§ **Study text**:
Authors use Bacillus but they just isolated B. cereus and B. subtilis. Why authors did not include the others species from B. cereus group?

Abstract

L10: widely used? Make it more clear

L26-28: why authors stated “resistant to normal CIP”? This hypothesis was not tested. Could not be a contamination after thermal processing from environment? Authors just sampled the cheeses and not previous steps to understand the contamination sources.

Keywords: remove dairy processing

Introduction

Well written but more detailed information about Bacillus spoilage must be included. Which enzymes are produced? Which Bacillus are able to produce them? Authors focused on Bacillus but must make clearer the importance of specific species and mechanisms.  Remember to be a large group of species and authors just included two in this study.

M&M

2.1. Why authors collected the first 50 unities instead to make a better sampling strategy covering the whole production? How many samples were evaluated in total?

Please, include the flowchat used in the dairy plant to produce the processed cheeses sampled.

If authors aimed to isolate Bacillus, why they used the combination of PCA + Iron Sulfit instead of B. cereus Agar or MYP??? Please clarify the reason.

There is a lack of information about colonies selection for DNA extraction of MALDI. How were they selected? How many colonies per plate? What were the used criteria for selection? Were they passed to BHI broth (or similar) before DNA extraction?

Please, include the seven housekeeping genes used for establishing MLST

Results

Authors got 103 colonies of Bacillus but how many were tested? Include more information about it.

Table 1 – adjust the second column (hbl genes)

Authors must include information in M&M that they did not evaluate the biofilm capacity for all isolates. Why only eight were tested? Clarify the reason. Authors emphasize that the capacity was different in the same genetic patterns but just tested few isolates. The information from all others isolates must have been included.

§ **What you will do**: Reproduce the full review of the Bacillus cheese study word for word.

§ **Given information**:
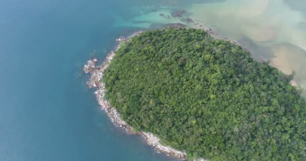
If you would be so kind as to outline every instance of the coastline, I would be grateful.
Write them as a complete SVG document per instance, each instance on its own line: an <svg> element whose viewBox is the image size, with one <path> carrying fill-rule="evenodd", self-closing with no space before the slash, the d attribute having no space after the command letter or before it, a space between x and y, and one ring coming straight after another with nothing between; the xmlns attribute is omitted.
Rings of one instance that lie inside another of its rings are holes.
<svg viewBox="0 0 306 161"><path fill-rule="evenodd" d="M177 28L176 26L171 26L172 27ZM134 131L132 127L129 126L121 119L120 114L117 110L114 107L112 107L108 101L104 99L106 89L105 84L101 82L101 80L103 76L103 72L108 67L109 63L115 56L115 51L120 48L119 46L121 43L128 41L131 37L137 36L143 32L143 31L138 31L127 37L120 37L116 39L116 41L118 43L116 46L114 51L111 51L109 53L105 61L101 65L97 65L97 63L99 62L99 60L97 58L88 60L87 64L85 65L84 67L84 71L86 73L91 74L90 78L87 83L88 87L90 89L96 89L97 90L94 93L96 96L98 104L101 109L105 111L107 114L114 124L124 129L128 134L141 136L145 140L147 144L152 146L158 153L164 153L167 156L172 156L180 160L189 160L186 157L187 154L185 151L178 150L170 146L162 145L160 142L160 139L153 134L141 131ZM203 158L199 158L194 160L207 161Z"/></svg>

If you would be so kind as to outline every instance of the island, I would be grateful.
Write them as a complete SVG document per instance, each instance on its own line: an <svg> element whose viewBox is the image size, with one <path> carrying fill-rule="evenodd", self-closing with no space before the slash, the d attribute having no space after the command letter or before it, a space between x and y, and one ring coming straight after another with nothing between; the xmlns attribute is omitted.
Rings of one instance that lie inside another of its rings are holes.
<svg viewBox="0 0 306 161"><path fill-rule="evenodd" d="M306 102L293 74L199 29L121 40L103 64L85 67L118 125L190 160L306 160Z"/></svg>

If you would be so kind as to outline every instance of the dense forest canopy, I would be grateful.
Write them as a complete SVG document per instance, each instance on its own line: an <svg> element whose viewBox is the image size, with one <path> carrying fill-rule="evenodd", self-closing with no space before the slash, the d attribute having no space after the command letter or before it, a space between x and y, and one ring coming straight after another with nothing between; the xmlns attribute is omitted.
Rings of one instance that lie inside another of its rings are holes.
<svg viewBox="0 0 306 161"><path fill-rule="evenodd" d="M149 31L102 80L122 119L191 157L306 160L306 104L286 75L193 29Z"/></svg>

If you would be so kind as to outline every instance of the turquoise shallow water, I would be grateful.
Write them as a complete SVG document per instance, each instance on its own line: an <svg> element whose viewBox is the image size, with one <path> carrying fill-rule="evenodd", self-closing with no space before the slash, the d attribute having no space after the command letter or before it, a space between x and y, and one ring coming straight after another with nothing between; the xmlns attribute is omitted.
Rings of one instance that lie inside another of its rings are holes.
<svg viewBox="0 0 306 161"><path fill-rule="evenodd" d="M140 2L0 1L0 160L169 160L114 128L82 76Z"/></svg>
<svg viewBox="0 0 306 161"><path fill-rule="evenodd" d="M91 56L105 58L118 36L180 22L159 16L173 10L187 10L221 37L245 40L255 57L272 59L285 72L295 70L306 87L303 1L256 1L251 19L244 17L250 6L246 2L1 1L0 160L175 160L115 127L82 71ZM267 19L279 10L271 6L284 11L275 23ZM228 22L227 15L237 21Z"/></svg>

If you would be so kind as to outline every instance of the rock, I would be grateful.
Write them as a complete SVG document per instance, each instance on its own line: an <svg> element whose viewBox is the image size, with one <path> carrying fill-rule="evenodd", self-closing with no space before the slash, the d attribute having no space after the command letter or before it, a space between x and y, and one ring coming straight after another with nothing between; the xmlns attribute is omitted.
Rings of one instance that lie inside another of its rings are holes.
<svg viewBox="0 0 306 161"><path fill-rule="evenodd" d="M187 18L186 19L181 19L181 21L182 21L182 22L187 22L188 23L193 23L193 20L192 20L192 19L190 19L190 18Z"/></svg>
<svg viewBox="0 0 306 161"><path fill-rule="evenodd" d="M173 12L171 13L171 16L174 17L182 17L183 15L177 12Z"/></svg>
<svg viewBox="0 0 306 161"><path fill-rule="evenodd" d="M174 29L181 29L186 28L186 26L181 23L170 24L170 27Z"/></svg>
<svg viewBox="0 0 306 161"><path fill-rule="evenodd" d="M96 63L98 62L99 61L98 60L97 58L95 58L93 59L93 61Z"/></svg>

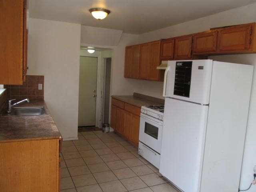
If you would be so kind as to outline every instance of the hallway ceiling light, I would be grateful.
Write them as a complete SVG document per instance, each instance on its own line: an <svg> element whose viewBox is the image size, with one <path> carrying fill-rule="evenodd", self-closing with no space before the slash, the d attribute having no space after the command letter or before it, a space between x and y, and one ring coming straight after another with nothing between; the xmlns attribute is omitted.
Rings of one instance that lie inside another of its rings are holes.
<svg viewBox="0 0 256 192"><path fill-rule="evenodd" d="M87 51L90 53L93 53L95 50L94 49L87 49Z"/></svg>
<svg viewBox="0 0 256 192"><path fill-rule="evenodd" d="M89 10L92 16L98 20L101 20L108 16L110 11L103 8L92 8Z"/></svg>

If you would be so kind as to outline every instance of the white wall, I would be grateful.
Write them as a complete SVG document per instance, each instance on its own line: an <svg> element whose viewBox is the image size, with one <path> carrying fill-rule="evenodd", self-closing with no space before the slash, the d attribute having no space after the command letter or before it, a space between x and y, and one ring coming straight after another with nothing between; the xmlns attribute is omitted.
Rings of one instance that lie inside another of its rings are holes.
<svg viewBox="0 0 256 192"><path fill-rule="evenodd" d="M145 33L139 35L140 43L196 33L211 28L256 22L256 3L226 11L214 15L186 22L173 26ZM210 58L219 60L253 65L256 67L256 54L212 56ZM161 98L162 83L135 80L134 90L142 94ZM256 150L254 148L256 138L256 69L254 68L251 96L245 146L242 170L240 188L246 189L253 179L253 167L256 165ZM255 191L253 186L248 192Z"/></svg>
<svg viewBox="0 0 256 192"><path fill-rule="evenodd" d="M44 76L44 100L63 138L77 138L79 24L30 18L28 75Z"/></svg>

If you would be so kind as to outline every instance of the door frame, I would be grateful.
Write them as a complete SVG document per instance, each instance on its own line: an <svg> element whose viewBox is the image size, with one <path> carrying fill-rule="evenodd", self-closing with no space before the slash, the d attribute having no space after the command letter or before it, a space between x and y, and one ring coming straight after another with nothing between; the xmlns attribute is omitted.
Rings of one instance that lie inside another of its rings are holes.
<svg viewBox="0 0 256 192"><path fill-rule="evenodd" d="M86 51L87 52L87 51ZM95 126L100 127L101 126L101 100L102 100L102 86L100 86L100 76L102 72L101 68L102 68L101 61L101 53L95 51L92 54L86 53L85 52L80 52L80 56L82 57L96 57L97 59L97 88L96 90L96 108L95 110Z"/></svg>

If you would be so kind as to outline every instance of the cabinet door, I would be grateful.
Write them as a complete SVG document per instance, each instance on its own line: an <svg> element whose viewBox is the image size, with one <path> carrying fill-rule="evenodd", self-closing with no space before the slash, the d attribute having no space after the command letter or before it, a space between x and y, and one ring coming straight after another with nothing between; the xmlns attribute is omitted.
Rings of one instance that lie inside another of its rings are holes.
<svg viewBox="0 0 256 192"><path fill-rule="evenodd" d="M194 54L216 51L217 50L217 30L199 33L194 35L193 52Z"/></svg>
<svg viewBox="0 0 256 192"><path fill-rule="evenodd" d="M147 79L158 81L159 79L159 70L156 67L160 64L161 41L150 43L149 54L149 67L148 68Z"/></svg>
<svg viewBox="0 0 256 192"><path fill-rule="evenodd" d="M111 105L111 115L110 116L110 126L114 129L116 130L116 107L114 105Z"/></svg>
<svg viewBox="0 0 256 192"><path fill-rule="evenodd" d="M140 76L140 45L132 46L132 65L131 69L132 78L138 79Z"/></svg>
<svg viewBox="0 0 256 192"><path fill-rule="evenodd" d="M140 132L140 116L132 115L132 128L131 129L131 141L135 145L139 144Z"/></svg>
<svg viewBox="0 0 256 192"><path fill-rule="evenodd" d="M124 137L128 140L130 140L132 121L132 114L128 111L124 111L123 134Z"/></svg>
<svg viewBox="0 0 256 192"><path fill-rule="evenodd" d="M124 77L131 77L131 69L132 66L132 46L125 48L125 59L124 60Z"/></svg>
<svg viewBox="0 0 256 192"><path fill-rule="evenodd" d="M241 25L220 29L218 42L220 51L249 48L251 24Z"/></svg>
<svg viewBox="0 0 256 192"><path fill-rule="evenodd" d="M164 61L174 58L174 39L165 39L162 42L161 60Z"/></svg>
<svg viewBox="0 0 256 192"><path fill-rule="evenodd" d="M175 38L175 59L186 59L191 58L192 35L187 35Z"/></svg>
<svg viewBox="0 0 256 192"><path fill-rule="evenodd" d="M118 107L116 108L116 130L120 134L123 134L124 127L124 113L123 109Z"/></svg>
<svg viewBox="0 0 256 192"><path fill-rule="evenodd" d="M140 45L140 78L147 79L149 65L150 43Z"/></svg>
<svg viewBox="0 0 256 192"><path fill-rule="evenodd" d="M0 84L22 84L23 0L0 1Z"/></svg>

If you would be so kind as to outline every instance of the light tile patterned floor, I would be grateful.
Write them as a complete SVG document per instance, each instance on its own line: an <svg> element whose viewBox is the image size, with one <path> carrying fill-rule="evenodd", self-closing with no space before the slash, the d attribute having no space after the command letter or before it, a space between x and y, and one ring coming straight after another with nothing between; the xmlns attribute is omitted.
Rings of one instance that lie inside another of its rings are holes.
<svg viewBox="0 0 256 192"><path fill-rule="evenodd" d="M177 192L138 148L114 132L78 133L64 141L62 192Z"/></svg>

--

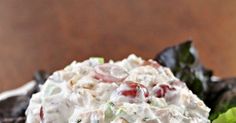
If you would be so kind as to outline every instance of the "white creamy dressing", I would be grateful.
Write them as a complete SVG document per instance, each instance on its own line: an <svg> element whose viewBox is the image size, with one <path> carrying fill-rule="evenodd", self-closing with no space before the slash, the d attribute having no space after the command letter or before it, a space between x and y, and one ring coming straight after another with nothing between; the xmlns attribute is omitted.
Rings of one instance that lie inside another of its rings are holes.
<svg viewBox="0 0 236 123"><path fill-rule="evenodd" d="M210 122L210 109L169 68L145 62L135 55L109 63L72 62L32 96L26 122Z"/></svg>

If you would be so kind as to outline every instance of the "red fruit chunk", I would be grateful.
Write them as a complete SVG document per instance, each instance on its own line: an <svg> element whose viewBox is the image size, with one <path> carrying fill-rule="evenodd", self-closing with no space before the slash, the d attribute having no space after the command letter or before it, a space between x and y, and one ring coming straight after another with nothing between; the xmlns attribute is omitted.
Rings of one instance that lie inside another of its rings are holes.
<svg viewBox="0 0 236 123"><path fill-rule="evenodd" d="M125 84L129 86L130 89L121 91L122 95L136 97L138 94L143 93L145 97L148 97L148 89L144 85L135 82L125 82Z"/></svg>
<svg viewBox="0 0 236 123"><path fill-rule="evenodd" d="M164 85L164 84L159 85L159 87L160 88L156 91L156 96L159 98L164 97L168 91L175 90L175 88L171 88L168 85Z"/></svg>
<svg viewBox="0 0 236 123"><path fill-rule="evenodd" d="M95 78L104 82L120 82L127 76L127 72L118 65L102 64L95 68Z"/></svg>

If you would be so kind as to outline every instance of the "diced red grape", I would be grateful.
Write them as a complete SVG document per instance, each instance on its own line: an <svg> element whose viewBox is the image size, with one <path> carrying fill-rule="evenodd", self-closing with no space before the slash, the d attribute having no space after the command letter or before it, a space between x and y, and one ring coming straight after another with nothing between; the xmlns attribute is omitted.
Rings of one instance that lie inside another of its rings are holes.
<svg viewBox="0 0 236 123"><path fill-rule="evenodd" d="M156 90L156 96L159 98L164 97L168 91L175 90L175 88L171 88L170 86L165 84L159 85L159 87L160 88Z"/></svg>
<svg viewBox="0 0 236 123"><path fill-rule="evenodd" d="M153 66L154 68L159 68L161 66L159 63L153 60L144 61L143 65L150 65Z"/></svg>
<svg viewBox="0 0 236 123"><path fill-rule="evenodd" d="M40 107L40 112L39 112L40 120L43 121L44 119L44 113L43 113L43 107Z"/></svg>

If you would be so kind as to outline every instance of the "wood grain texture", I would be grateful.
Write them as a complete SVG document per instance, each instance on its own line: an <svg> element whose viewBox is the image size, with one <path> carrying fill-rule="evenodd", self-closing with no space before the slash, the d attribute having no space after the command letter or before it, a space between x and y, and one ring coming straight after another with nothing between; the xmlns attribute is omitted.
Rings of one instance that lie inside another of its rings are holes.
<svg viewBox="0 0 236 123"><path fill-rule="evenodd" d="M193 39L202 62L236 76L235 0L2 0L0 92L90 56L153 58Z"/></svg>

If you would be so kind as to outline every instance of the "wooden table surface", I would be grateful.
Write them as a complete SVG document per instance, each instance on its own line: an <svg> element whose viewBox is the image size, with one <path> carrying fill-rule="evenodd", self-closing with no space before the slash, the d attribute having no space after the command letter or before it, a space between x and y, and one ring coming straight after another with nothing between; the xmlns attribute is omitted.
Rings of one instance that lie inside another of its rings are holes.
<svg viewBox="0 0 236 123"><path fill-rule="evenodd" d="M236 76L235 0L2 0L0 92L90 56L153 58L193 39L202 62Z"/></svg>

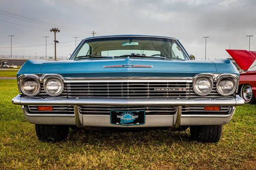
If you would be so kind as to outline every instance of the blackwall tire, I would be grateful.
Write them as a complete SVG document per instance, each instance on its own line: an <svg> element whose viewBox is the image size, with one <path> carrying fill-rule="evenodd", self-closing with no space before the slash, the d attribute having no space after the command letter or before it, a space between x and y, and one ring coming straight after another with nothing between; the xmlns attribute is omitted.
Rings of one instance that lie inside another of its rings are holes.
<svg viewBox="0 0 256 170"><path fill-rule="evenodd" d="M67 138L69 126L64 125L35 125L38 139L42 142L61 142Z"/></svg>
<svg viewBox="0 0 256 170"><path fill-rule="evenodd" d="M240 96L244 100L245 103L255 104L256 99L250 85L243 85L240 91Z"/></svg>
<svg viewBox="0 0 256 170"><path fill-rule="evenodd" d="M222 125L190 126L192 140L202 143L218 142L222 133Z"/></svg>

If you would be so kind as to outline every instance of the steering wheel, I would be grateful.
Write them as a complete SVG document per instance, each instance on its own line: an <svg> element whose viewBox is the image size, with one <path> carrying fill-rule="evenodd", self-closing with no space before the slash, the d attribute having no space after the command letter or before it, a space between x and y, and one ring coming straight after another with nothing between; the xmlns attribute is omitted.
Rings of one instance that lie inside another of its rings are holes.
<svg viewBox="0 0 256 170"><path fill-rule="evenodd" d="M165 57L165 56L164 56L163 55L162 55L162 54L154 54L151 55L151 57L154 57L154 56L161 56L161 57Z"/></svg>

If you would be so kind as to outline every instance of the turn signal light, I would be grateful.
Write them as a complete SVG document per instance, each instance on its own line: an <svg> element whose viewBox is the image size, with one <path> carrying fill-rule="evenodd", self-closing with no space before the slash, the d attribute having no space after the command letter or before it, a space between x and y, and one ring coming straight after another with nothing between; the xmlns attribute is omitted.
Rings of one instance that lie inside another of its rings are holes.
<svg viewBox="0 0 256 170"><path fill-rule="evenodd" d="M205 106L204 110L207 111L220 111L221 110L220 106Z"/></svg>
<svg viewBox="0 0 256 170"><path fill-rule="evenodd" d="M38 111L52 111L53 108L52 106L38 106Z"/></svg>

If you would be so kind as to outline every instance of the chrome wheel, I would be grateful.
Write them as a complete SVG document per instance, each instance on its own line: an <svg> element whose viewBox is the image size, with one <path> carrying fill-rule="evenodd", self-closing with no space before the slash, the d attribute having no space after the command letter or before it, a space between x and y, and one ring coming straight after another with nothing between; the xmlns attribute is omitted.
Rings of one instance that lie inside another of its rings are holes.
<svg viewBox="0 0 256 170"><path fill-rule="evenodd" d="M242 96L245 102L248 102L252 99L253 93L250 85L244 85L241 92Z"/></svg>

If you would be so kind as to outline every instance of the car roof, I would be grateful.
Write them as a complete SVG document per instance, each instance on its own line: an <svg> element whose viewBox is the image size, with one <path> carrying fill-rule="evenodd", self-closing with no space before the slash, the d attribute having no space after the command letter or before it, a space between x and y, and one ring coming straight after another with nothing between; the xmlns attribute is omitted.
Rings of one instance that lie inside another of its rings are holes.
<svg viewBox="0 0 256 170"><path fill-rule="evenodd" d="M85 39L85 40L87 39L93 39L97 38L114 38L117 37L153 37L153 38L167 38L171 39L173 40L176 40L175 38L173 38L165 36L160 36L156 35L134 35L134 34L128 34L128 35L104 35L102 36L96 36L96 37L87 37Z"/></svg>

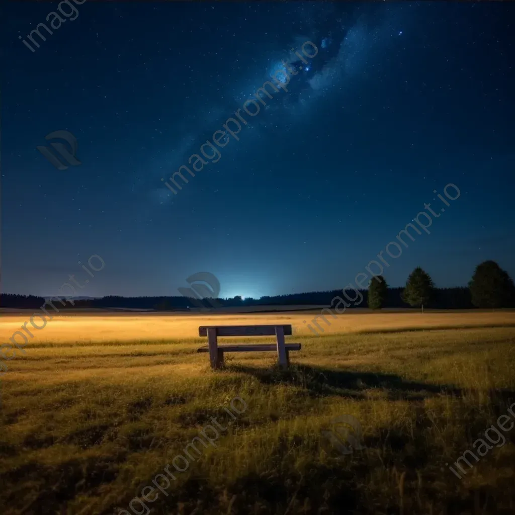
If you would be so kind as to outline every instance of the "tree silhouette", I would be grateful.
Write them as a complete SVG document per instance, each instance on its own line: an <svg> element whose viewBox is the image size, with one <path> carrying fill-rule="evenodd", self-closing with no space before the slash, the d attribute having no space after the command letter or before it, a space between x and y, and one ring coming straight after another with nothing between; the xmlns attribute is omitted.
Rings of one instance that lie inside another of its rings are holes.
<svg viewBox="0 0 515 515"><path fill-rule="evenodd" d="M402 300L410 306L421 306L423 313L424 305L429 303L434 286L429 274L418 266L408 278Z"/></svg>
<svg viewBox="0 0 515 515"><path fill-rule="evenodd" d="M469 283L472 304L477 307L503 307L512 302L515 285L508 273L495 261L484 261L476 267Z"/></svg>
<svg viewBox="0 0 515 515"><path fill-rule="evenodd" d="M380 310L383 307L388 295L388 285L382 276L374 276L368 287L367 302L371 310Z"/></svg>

§ **Final answer**:
Authors use Bacillus but they just isolated B. cereus and B. subtilis. Why authors did not include the others species from B. cereus group?

Abstract

L10: widely used? Make it more clear

L26-28: why authors stated “resistant to normal CIP”? This hypothesis was not tested. Could not be a contamination after thermal processing from environment? Authors just sampled the cheeses and not previous steps to understand the contamination sources.

Keywords: remove dairy processing

Introduction

Well written but more detailed information about Bacillus spoilage must be included. Which enzymes are produced? Which Bacillus are able to produce them? Authors focused on Bacillus but must make clearer the importance of specific species and mechanisms.  Remember to be a large group of species and authors just included two in this study.

M&M

2.1. Why authors collected the first 50 unities instead to make a better sampling strategy covering the whole production? How many samples were evaluated in total?

Please, include the flowchat used in the dairy plant to produce the processed cheeses sampled.

If authors aimed to isolate Bacillus, why they used the combination of PCA + Iron Sulfit instead of B. cereus Agar or MYP??? Please clarify the reason.

There is a lack of information about colonies selection for DNA extraction of MALDI. How were they selected? How many colonies per plate? What were the used criteria for selection? Were they passed to BHI broth (or similar) before DNA extraction?

Please, include the seven housekeeping genes used for establishing MLST

Results

Authors got 103 colonies of Bacillus but how many were tested? Include more information about it.

Table 1 – adjust the second column (hbl genes)

Authors must include information in M&M that they did not evaluate the biofilm capacity for all isolates. Why only eight were tested? Clarify the reason. Authors emphasize that the capacity was different in the same genetic patterns but just tested few isolates. The information from all others isolates must have been included.